Üniversite yıllarımda tek kişiyle başlayan Sudanlı dostlarımın sayısı bugüne kadar onlarca kişiye ulaştı. Bugün bu dostlarımdan önceki darbede Ömer Beşir'in devrilmesini isteyen, Beşir devrilince de sevinen beş altısıyla görüştüm. Onlardan aldığım bilgiler ışığında Sudan'da neler olduğunu sizlere aktarayım:

“Sudan'da darbe oldu!” diye tüm dünya basınında haberler çıktı.

Bu haberlerin doğruluk payı var mı? Evet var. Yalnız bu darbe, sizin bildiğiniz gibi bir darbe değil. Bu darbe, hükümetin bir kanadının diğer kanadı tasfiye etmesidir ve şunu da bilin ki Sudan halkının yüzde 85'inin istediği, desteklediği bir darbedir.

Ömer Beşir devrildiğinde Batılıların isteği doğrultusunda İngiltere'den getirilen Hamduk, Geçiş Dönemi Hükümeti'nin başına getirildi. Geçici Yönetim Konseyi oluşturuldu. Konseyin Başkanlığını da General Burhan üstlendi. Hamduk, “demokratik yönetim, ekonomide kısa sürede iyileşme, dünya ile entegrasyon vs.” diyerek binbir vaatle başbakanlık koltuğuna oturdu. Sudan halkının büyük çoğunluğunun Ömer Beşir'e karşı olan tepkisiyle gerçekleşen darbenin sonunda ülkede yüzde 5 bile olmayan solculara, iktidar teslim edildi. Yerel basında, dünya basınında “Sudan özgürlüğe kavuşacak, kalkınacak, demokrasinin nimetlerinden yararlanacak, tüm Avrupa'da dostları olan Hamduk'a Avrupa devletleri para yağdıracak, Suud ve BAE Sudan'ın elinden tutacak.” haberleri ile Sudan halkına “Hadi iyisiniz! Kurtuldunuz!” algısı pompalandı. 

Sudan halkı, sorunlara çözüm beklerken sorunlar büyüyerek dehhameleşti. Beşir döneminde 18 SDG olan dolar bugün 450 SDG. 2 SDG olan ekmek bugün 40 SDG, 17 SDG olan şeker bugün 370 SDG, 6 SDG olan benzin bugün 360 SDG olmuş durumda. Benzin kuyrukları, ekmek kuyrukları, tüp gazın bulunmaması vs vs. Sorunlar çığ gibi büyüdü. Ama hakkını yemeyelim Hamduk da bir şeyler yaptı. Batı güdümlü her sol düşünceli gibi ilk önce eğitime el atıp kendince cahil gördüğü halkı aydınlatma işine soyundu. Müfredat Kurumunun başına bir ateisti (Karra) getirip milletin inancına saldırdı. Evrim teorisini müfredata soktu. Hz. Adem'in maymundan geldiğini bir de görsellerle müfredata yerleştirdi. İslami dersleri, Kur'an-ı Kerim dersini kaldırmaya kalktı. Kaldıramayınca azalttı.

Bir koleksiyondan saklanan satırlar
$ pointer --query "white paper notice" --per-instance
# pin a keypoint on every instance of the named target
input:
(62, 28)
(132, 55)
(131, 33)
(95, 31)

# Görevin kapsamı:
Seçilmiş bölümden bir kısmı olduğu gibi yeniden yazın. "Bu haberlerin doğruluk" sözlerinin bulunduğu yerden başlayın, "desteklediği bir darbedir." sözlerinden sonra bitirin.

# Doğru sonuç:
Bu haberlerin doğruluk payı var mı? Evet var. Yalnız bu darbe, sizin bildiğiniz gibi bir darbe değil. Bu darbe, hükümetin bir kanadının diğer kanadı tasfiye etmesidir ve şunu da bilin ki Sudan halkının yüzde 85'inin istediği, desteklediği bir darbedir.